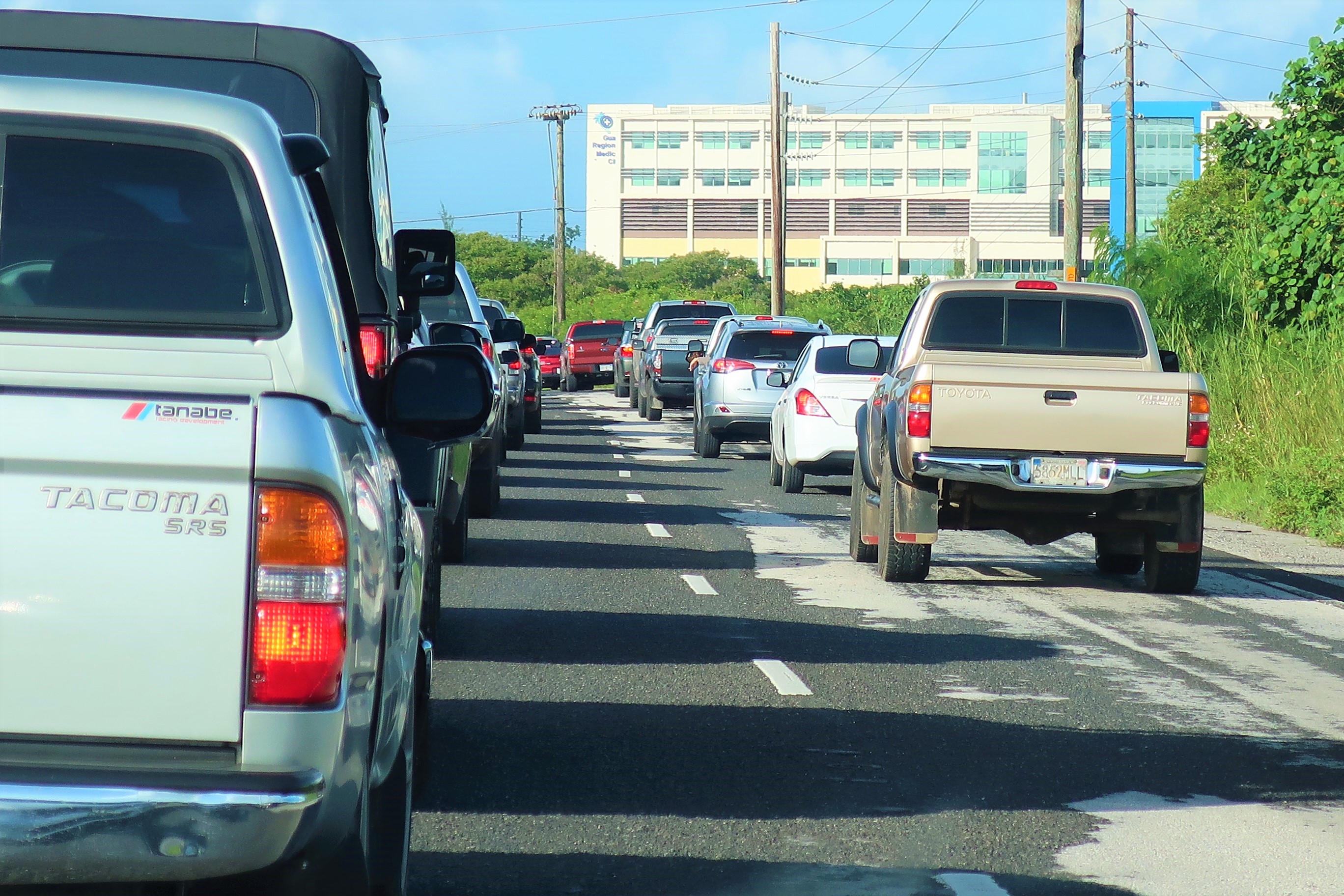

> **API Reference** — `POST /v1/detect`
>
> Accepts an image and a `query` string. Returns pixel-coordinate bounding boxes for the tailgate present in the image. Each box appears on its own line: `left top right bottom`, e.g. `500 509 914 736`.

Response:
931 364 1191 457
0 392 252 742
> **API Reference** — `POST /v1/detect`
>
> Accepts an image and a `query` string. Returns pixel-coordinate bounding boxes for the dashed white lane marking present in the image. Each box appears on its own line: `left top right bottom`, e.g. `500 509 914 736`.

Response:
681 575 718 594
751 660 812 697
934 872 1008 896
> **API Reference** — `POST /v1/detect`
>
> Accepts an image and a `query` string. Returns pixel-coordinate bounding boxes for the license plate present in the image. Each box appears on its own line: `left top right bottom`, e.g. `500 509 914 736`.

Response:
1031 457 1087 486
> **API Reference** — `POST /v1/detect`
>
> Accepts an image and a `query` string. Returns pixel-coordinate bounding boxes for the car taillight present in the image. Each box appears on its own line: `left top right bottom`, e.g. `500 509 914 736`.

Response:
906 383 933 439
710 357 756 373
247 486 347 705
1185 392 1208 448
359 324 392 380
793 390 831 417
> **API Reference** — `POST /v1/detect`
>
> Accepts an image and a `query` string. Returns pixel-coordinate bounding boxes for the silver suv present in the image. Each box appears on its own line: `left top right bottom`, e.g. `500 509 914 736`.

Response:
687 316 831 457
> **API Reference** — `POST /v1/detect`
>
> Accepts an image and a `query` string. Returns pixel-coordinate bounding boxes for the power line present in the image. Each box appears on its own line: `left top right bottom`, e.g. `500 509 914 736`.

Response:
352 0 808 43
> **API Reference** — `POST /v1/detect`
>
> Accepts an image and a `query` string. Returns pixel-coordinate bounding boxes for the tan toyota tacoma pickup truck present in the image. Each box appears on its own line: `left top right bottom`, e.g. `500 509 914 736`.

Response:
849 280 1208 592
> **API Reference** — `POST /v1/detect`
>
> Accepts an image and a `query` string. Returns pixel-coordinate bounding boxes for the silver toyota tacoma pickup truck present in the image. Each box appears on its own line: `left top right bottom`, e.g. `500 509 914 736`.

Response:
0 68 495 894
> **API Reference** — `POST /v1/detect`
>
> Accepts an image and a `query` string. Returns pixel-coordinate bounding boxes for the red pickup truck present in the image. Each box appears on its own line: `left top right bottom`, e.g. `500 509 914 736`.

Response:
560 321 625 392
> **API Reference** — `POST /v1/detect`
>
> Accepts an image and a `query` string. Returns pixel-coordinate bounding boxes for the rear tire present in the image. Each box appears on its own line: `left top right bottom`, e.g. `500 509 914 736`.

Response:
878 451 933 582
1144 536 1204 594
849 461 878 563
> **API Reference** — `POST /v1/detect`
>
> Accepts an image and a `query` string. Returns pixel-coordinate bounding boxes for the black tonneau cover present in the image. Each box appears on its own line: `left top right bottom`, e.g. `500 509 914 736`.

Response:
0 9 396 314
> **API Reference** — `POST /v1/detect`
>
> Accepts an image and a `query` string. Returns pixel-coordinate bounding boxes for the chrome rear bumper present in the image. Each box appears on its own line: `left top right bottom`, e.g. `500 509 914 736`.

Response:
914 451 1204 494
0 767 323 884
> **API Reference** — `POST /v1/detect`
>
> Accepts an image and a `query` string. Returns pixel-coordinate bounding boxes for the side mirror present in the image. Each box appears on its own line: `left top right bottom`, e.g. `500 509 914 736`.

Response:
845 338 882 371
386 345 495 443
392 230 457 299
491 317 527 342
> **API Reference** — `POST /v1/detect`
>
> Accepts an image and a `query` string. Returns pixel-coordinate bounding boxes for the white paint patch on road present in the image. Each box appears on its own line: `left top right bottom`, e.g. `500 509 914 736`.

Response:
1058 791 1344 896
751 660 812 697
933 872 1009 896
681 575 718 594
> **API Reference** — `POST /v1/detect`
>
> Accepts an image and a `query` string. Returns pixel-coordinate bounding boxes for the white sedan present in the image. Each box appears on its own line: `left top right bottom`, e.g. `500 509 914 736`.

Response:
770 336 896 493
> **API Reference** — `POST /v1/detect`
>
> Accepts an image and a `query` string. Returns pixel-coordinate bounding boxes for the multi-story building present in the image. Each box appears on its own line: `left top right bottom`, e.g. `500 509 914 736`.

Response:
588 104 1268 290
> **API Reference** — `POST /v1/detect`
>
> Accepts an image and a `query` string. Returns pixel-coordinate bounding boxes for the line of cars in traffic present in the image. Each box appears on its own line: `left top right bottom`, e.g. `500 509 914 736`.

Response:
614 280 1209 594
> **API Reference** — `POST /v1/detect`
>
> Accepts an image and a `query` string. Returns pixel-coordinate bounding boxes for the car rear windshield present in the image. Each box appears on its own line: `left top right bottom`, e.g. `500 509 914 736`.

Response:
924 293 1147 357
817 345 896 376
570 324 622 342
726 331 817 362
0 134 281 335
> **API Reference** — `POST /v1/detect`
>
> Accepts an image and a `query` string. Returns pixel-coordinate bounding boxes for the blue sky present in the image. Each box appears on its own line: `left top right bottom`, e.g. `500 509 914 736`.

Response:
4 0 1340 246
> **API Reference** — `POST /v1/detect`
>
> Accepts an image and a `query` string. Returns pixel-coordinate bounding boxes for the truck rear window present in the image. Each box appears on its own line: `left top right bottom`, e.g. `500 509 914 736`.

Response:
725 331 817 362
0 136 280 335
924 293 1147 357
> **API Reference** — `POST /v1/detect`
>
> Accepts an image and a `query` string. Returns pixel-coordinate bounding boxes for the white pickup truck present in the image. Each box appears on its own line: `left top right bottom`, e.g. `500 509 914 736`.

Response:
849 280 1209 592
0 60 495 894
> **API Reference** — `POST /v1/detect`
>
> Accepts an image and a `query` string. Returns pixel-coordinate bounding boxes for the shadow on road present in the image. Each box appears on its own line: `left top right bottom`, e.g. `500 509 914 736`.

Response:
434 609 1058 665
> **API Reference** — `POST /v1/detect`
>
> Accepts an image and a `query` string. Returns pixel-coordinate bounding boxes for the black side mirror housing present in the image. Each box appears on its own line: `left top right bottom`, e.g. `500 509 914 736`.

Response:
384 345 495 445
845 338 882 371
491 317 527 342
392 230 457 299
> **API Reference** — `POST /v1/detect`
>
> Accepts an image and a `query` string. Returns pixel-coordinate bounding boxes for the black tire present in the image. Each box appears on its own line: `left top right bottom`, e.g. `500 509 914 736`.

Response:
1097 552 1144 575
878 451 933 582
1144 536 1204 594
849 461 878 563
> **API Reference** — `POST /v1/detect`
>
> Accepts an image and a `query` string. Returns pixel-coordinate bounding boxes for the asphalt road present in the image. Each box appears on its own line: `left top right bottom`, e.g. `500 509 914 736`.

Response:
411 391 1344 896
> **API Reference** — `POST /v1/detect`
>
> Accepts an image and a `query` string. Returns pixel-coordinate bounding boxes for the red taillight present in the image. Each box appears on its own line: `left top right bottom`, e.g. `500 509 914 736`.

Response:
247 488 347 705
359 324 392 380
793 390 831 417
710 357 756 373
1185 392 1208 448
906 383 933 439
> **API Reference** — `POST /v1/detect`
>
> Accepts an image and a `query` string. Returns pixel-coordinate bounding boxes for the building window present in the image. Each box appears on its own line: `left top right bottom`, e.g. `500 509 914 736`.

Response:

+ + + + + + +

Challenge — Extract the entire listing above word for word, from the first line to the last, and leave out any pictures.

Result of this exercise —
> **API Reference** — `POST /v1/detect`
>
> Accepts an image and a `query` string. Returns pixel-coordinate bounding boxes for the tailgate present in the image. Each box appears on its own line: `left top right bottom`, e.g. `500 509 914 736`.

Response:
931 364 1191 457
0 392 252 742
> **API Reference** — `POST /v1/detect`
>
> Accepts an image and a `query` string. Returns pixel-coordinate bounding boxes for the dashed white lane marking present in the image. Each box appears on its own line: `left top right bottom`, e.g. `500 509 914 736`.

Response:
681 575 718 594
751 660 812 697
934 872 1008 896
> **API Reference** — `POST /v1/detect`
>
> Accepts an image and a `query` string. Returns pixel-coordinate bounding boxes for the license plate present in the image. Each box appears on its own line: `left top right bottom`, e.g. `500 509 914 736`.

Response:
1031 457 1087 486
> **API Reference** — `POST /v1/detect`
>
> Accepts an image and a `query` string. Returns pixel-coordinate bounding boxes for the car taillight present in the image. Each box appears on its own line: `left top right bottom`, e.g. `500 509 914 736`.

Response:
906 383 933 439
710 357 756 373
247 486 347 705
1185 392 1208 448
359 324 392 380
793 390 831 417
> **API Reference** — `POST /v1/detect`
>
> Accepts an image and a `query` string. Returns pixel-coordinate bounding boxes for the silver suv present in the image. Each box appears on its own line: `left top right bottom`, e.g. `500 509 914 736`.

Response:
687 316 831 457
> **API Reference** — `POST /v1/detect`
>
> Accepts an image and a `query` string. Returns pixel-coordinate bounding boxes for the power line present in the image. Each box appears on its own line: `left top right bottom`, e.g. `500 509 914 736`.

Response:
352 0 808 43
> **API Reference** — `POST /v1/detect`
>
> Accepts an image and a `query` string. Returns pixel-coordinate bounding boxes for the tan toyota tacoma pickup truck present in the image. Each box appears on its own line: `left top right bottom`, e.g. `500 509 914 736`.

Response:
849 280 1208 592
> **API Reference** — `POST /v1/detect`
>
> Accepts an image and a `query` string. Returns pixel-coordinate bounding boxes for the silver toyota tacoma pickup truck present in the image. Each box appears on its own line: `left top right bottom`, e.g. `500 509 914 736`.

Response:
0 68 495 894
> **API Reference** — `POST /v1/detect`
>
> Accepts an image and a `query` string. Returns pixel-coordinate bounding boxes for the red pickup truck present in the image. Each box appears on its own line: `left top right bottom`, e.g. `500 509 914 736`.

Response:
560 321 625 392
> **API Reference** — `POST /v1/detect`
>
> Accepts an image and a `query` string. Returns pixel-coordinate bounding boxes for the rear tire present in the image. Each box appears on its own line: `left top right bottom`, e.g. `500 509 914 736`.

Response:
878 451 933 582
1144 536 1204 594
849 461 878 563
> **API Reference** — `POST /v1/detect`
>
> Accepts an image and a `query` string. Returns pixel-coordinate bounding boxes for the black tonneau cover present in the image. Each box appears on its own line: `left top right bottom`, e.g. `500 509 914 736`.

Response:
0 9 396 314
> **API Reference** — `POST /v1/detect`
>
> Accepts an image and a `query` string. Returns pixel-coordinate bounding boxes for the chrome rear bumper present in the image. Each box appears on its own line: `left top right bottom`, e.g. `500 509 914 736`.

Response:
914 451 1204 494
0 767 323 884
> **API Reference** — `POST /v1/detect`
>
> Accepts an image and a `query` string. Returns pixel-coordinate bounding boxes for the side mirror present in the image. Each box appears on its own line: `left top right bottom`, e.g. `500 509 914 736`.

Response:
845 338 882 371
386 345 495 443
392 230 457 299
491 317 527 342
> **API Reference** — `POST /v1/detect`
>
> Accepts an image and a `query` string. Returns pixel-coordinate bounding boxes for the white paint patch on road present in the image. Each box appears on its own line: `left top right bottom`, e.g. `500 509 914 736`.

Response:
1058 791 1344 896
751 660 812 697
933 872 1009 896
681 575 718 594
> **API Reference** — `POST /v1/detect`
>
> Accepts an image and a `query` string. Returns pixel-coordinate bounding boxes for the white sedan present in the image. Each box appears on its own line: `left top right bottom`, e.g. `500 509 914 736`.

Response:
770 336 896 493
> **API Reference** — `POST /v1/detect`
>
> Accepts an image and a `query` string. Returns pixel-coordinate bounding boxes for the multi-story building present in the image. Each box appears on its own line: `left top right bottom`, e.g. `500 509 914 736`.

Response:
588 104 1268 290
> **API Reference** — `POST /v1/detect`
>
> Accepts an image and a `query` string. Returns pixel-coordinate bounding boxes for the line of cars in traffic present in the image. Each box appears on its own line: `left top right bottom`, e.g. `500 509 914 736`.

Response:
614 280 1209 594
> **API Reference** — `POST /v1/detect`
>
> Accepts an image and a `query` string. Returns pixel-coordinate bounding boxes for the car rear windshield present in the image. Each box appears on its own line: `left top right bottom`, e.g. `500 509 914 736`.

Response:
924 293 1147 357
817 345 896 376
570 324 622 342
726 331 817 362
0 134 281 335
> **API Reference** — `POST /v1/detect`
>
> Accepts an image and a `query` string. Returns pixel-coordinate bounding boxes for the blue sky present in the image. Each box appears on its own line: `left top right bottom`, e.g. `500 509 914 736`.

Response:
4 0 1340 246
> **API Reference** — `POST /v1/detect`
>
> Accepts an image and a `query` string. Returns pixel-coordinate bounding boxes for the truck rear window present in the image. Each box appears on its own line: `left top right bottom`, e.g. `500 509 914 736`.

Response:
725 331 817 362
0 136 280 335
924 293 1147 357
> **API Reference** — `POST /v1/detect`
>
> Accepts an image and a `query` string. Returns pixel-coordinate bounding boxes for the white pickup truck present in the image. Each box appears on its own line: `left top right bottom`, e.g. `500 509 914 736`.

Response:
849 280 1209 592
0 60 495 894
> **API Reference** — `POST /v1/detect`
>
> Accepts an image and a `query` string. Returns pixel-coordinate bounding boxes for the shadow on road present in the image. Each box appears on its own line: `left top right bottom`, e.g. `500 509 914 736`.

Response:
434 609 1058 665
> **API Reference** — `POST /v1/detect`
>
> Accepts an image and a `query` string. Returns pixel-coordinate bounding boxes for the black side mirror housing present in the image. Each box appears on its own line: `left top right bottom`, e.g. `500 509 914 736`.

Response:
384 345 495 445
845 338 882 371
491 317 527 342
392 230 457 299
> **API Reference** — `POST /v1/detect`
>
> Accepts an image and a `query` string. Returns pixel-coordinate bounding boxes for the black tire present in the image. Each box appears on its own line: `left top right bottom`, e.g. `500 509 914 736`.

Response:
1097 552 1144 575
878 451 933 582
1144 536 1204 594
849 461 878 563
> **API Reference** — `POST /v1/detect`
>
> Accepts an image and a `query` string. Returns pixel-coordinate bounding boxes for the asphalt road present in the image. Each box appears on its own line: `left top right bottom`, e.g. `500 509 914 736`.

Response:
411 391 1344 896
> **API Reference** — `POST /v1/detect`
>
> Accepts an image and a `query` string. Returns pixel-coordinate bounding boxes for the red taillight present in the image. Each box appears on its own line: `left top right bottom`, e.g. `500 509 914 736`.

Response:
247 488 347 705
359 324 392 380
793 390 831 417
710 357 756 373
1185 392 1208 448
906 383 933 439
> **API Reference** — `POST /v1/detect`
>
> Accepts an image and a `query` string. Returns pixel-coordinate bounding boxes for the building window present in the image. Each box appears on its own line: `left top right bottom`, e.g. `500 509 914 736`.

Response:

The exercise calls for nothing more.